→ INPUT:
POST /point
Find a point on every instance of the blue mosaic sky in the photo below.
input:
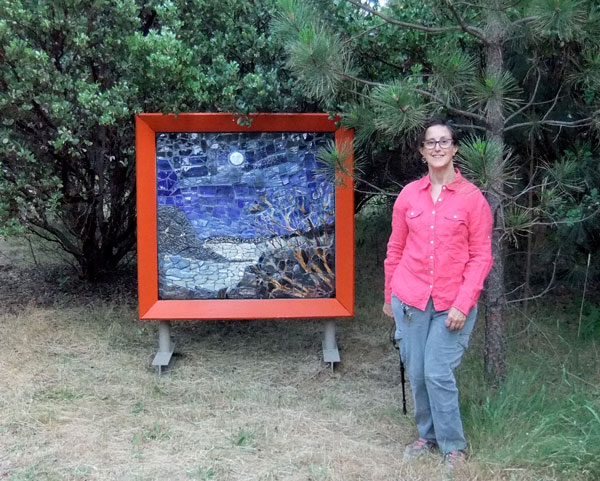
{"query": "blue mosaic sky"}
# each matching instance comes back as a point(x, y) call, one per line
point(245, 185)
...
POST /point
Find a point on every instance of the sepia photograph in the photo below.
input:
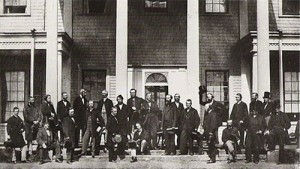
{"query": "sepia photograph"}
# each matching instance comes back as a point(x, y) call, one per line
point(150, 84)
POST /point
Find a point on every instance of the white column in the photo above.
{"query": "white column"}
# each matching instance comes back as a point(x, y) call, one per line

→ WHAT YOU WILL DO:
The expected answer is a copy of each line in the listing above that contains "below".

→ EXPECTED ANSWER:
Find a point on every instance of the blue mosaic sky in the photo below.
Find a point on every instance of the sepia photograph in the photo below.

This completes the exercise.